[Stored data]

------------------------------------

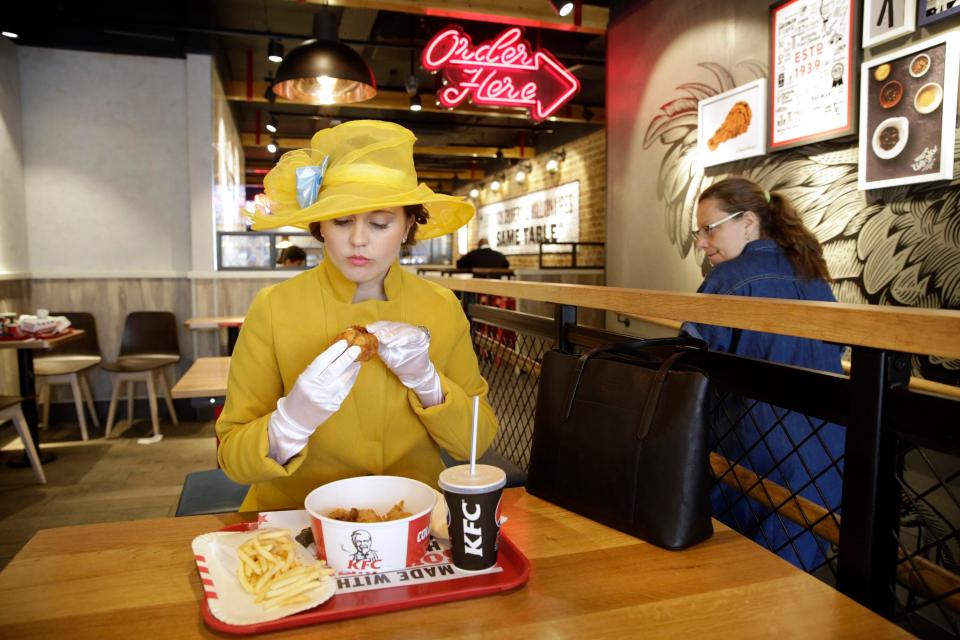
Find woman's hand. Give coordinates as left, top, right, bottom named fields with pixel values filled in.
left=367, top=320, right=444, bottom=407
left=268, top=339, right=361, bottom=463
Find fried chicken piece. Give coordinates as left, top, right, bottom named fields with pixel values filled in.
left=333, top=325, right=378, bottom=361
left=295, top=526, right=315, bottom=548
left=326, top=501, right=413, bottom=522
left=383, top=500, right=412, bottom=521
left=708, top=101, right=752, bottom=151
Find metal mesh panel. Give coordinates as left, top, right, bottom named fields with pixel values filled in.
left=470, top=317, right=551, bottom=472
left=893, top=446, right=960, bottom=637
left=707, top=389, right=844, bottom=577
left=462, top=298, right=960, bottom=638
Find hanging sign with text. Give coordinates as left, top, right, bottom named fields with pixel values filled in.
left=421, top=26, right=580, bottom=122
left=477, top=181, right=580, bottom=255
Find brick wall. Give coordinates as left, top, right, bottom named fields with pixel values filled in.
left=458, top=129, right=606, bottom=269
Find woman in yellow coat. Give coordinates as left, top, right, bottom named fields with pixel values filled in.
left=216, top=120, right=499, bottom=511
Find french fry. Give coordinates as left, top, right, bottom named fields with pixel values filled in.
left=232, top=529, right=331, bottom=611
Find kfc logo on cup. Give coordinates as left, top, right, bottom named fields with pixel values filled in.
left=461, top=500, right=484, bottom=556
left=305, top=476, right=437, bottom=574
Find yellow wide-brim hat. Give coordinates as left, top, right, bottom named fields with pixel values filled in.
left=251, top=120, right=475, bottom=240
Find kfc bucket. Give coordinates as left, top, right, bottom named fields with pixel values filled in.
left=304, top=476, right=436, bottom=574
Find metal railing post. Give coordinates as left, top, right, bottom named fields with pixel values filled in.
left=837, top=347, right=910, bottom=616
left=554, top=304, right=577, bottom=353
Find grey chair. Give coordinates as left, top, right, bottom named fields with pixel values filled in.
left=0, top=396, right=46, bottom=484
left=34, top=311, right=101, bottom=440
left=102, top=311, right=180, bottom=443
left=175, top=469, right=249, bottom=516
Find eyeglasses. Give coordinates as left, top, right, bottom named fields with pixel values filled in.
left=691, top=210, right=745, bottom=241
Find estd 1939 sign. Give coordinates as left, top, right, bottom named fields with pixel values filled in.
left=421, top=26, right=580, bottom=122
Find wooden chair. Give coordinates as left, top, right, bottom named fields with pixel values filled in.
left=0, top=396, right=46, bottom=484
left=102, top=311, right=180, bottom=444
left=34, top=312, right=101, bottom=440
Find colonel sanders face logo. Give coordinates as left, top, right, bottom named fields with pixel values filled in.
left=349, top=529, right=379, bottom=562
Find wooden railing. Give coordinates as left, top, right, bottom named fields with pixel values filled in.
left=425, top=277, right=960, bottom=358
left=431, top=275, right=960, bottom=627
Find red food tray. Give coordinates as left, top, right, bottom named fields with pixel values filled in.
left=200, top=523, right=530, bottom=635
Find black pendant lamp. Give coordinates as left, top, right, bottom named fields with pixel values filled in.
left=272, top=10, right=376, bottom=105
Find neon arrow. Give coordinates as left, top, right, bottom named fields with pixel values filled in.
left=422, top=27, right=580, bottom=122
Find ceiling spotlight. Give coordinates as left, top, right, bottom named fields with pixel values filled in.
left=409, top=94, right=422, bottom=112
left=545, top=149, right=566, bottom=174
left=267, top=39, right=284, bottom=63
left=489, top=178, right=501, bottom=192
left=469, top=187, right=480, bottom=199
left=549, top=1, right=575, bottom=17
left=272, top=9, right=376, bottom=105
left=1, top=31, right=18, bottom=39
left=514, top=162, right=532, bottom=184
left=265, top=116, right=279, bottom=133
left=267, top=138, right=278, bottom=154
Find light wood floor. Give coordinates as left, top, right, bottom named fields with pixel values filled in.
left=0, top=413, right=218, bottom=570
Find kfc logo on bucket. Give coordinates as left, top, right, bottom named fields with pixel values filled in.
left=305, top=476, right=437, bottom=574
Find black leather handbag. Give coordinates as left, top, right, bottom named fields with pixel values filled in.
left=527, top=337, right=714, bottom=550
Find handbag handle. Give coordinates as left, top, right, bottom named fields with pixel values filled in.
left=561, top=336, right=706, bottom=425
left=586, top=336, right=707, bottom=357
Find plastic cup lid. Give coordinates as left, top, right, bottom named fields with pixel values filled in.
left=438, top=464, right=506, bottom=494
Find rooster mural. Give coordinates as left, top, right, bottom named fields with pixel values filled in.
left=643, top=61, right=960, bottom=384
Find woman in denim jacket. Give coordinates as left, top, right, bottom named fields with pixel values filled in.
left=682, top=177, right=844, bottom=572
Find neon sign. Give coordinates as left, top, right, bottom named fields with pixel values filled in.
left=422, top=26, right=580, bottom=122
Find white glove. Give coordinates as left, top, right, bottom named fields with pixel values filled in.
left=268, top=340, right=362, bottom=464
left=366, top=320, right=444, bottom=407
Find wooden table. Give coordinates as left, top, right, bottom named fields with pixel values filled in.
left=171, top=357, right=230, bottom=400
left=171, top=357, right=229, bottom=414
left=185, top=316, right=245, bottom=355
left=0, top=488, right=910, bottom=639
left=0, top=330, right=84, bottom=466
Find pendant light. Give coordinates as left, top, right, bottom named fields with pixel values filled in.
left=272, top=9, right=376, bottom=105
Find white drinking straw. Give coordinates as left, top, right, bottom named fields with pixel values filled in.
left=470, top=395, right=480, bottom=476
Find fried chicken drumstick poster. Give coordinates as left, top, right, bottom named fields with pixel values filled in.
left=697, top=78, right=768, bottom=168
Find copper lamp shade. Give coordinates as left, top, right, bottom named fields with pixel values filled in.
left=272, top=12, right=376, bottom=105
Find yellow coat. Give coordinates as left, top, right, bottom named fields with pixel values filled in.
left=216, top=259, right=499, bottom=512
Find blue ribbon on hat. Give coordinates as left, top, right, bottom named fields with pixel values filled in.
left=295, top=156, right=330, bottom=209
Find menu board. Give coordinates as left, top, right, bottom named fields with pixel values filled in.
left=476, top=181, right=580, bottom=256
left=769, top=0, right=859, bottom=150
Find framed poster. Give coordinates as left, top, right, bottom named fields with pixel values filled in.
left=476, top=181, right=579, bottom=255
left=858, top=32, right=959, bottom=189
left=863, top=0, right=917, bottom=48
left=769, top=0, right=859, bottom=151
left=698, top=79, right=768, bottom=168
left=917, top=0, right=960, bottom=26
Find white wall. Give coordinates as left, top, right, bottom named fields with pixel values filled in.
left=607, top=0, right=771, bottom=295
left=19, top=47, right=191, bottom=276
left=0, top=38, right=28, bottom=275
left=187, top=53, right=216, bottom=274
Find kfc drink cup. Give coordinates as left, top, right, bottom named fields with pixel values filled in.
left=438, top=464, right=506, bottom=572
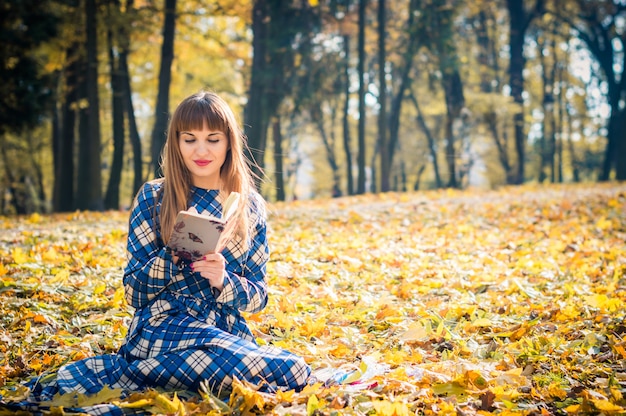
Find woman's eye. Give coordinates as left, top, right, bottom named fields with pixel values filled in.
left=184, top=138, right=195, bottom=143
left=208, top=139, right=220, bottom=144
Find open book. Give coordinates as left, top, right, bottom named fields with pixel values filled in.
left=169, top=192, right=240, bottom=262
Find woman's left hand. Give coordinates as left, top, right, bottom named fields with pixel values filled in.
left=191, top=252, right=226, bottom=292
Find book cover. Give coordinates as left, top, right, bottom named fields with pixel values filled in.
left=169, top=192, right=240, bottom=262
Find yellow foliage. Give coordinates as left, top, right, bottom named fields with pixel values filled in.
left=372, top=399, right=410, bottom=416
left=10, top=247, right=29, bottom=264
left=1, top=184, right=625, bottom=415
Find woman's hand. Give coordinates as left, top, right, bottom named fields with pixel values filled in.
left=191, top=252, right=226, bottom=292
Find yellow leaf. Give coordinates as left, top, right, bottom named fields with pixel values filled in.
left=51, top=268, right=70, bottom=284
left=0, top=262, right=7, bottom=276
left=373, top=399, right=410, bottom=416
left=307, top=394, right=319, bottom=416
left=615, top=344, right=626, bottom=359
left=118, top=398, right=153, bottom=409
left=276, top=389, right=295, bottom=402
left=330, top=343, right=352, bottom=358
left=471, top=318, right=492, bottom=328
left=107, top=286, right=126, bottom=308
left=399, top=323, right=428, bottom=342
left=595, top=217, right=612, bottom=230
left=27, top=213, right=42, bottom=224
left=11, top=247, right=29, bottom=264
left=42, top=247, right=59, bottom=263
left=93, top=281, right=107, bottom=295
left=585, top=294, right=622, bottom=312
left=546, top=382, right=567, bottom=400
left=154, top=392, right=185, bottom=415
left=299, top=383, right=321, bottom=396
left=564, top=404, right=581, bottom=413
left=592, top=398, right=624, bottom=413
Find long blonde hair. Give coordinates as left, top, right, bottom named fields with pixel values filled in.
left=158, top=91, right=262, bottom=248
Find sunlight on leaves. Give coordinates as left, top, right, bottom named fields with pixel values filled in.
left=1, top=184, right=625, bottom=415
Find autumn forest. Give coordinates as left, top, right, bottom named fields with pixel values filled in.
left=0, top=0, right=625, bottom=214
left=1, top=0, right=626, bottom=415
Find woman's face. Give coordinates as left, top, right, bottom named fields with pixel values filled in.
left=178, top=124, right=229, bottom=189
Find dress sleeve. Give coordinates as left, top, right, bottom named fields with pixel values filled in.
left=123, top=182, right=179, bottom=309
left=216, top=194, right=270, bottom=314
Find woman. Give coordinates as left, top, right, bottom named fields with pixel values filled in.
left=29, top=91, right=310, bottom=401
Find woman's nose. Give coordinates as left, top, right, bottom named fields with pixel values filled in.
left=196, top=141, right=211, bottom=155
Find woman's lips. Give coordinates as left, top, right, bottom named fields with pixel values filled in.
left=194, top=160, right=210, bottom=167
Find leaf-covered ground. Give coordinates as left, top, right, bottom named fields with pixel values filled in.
left=1, top=183, right=625, bottom=415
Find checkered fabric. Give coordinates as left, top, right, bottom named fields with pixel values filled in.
left=10, top=181, right=310, bottom=414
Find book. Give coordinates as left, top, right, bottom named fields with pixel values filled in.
left=169, top=192, right=240, bottom=262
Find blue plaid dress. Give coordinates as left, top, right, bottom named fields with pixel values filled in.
left=21, top=181, right=310, bottom=409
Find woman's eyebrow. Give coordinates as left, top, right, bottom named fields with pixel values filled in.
left=179, top=130, right=224, bottom=137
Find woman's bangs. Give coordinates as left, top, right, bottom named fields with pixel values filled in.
left=175, top=99, right=228, bottom=133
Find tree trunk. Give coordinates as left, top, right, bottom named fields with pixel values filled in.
left=342, top=34, right=354, bottom=196
left=507, top=0, right=526, bottom=185
left=409, top=89, right=442, bottom=188
left=105, top=0, right=125, bottom=210
left=150, top=0, right=176, bottom=179
left=51, top=81, right=61, bottom=208
left=244, top=0, right=269, bottom=185
left=272, top=117, right=285, bottom=202
left=506, top=0, right=544, bottom=185
left=442, top=70, right=464, bottom=188
left=0, top=143, right=25, bottom=214
left=537, top=34, right=550, bottom=183
left=356, top=0, right=367, bottom=194
left=77, top=57, right=90, bottom=208
left=54, top=45, right=78, bottom=212
left=76, top=0, right=103, bottom=211
left=120, top=0, right=143, bottom=197
left=311, top=105, right=341, bottom=197
left=387, top=0, right=419, bottom=190
left=377, top=0, right=389, bottom=192
left=570, top=0, right=625, bottom=180
left=565, top=107, right=580, bottom=182
left=443, top=110, right=457, bottom=188
left=475, top=9, right=516, bottom=184
left=616, top=108, right=626, bottom=180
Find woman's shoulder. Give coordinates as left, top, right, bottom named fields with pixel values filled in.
left=133, top=179, right=164, bottom=208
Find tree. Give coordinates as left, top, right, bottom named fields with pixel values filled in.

------------------------------------

• Instructions for the task
Restate word for word the lines above, beginning with the one that contains "Find woman's bangs." and ending with the last line.

• Written answer
Find woman's bangs. Give coordinates as left, top, right, bottom named fields with pixel values filled in.
left=175, top=99, right=228, bottom=133
Find tree trunk. Give coordinates as left, top, right, bottom named fields with pixel values filled in.
left=342, top=34, right=354, bottom=196
left=507, top=0, right=526, bottom=185
left=409, top=89, right=442, bottom=188
left=105, top=0, right=125, bottom=210
left=150, top=0, right=176, bottom=179
left=51, top=81, right=61, bottom=208
left=244, top=0, right=269, bottom=185
left=272, top=117, right=285, bottom=202
left=506, top=0, right=544, bottom=185
left=442, top=70, right=464, bottom=188
left=0, top=143, right=25, bottom=214
left=537, top=34, right=550, bottom=183
left=356, top=0, right=367, bottom=194
left=77, top=57, right=90, bottom=208
left=54, top=45, right=78, bottom=212
left=76, top=0, right=103, bottom=211
left=120, top=0, right=143, bottom=197
left=311, top=105, right=341, bottom=197
left=387, top=0, right=419, bottom=190
left=377, top=0, right=389, bottom=192
left=570, top=0, right=625, bottom=180
left=565, top=107, right=580, bottom=182
left=443, top=110, right=457, bottom=188
left=475, top=9, right=516, bottom=184
left=616, top=108, right=626, bottom=180
Find woman's shoulder. Give coordinates as left, top, right, bottom named fields with pixel values filled in.
left=133, top=179, right=164, bottom=208
Find tree. Give coordinates as left, top, right, bottom named fields with pixel values filled in.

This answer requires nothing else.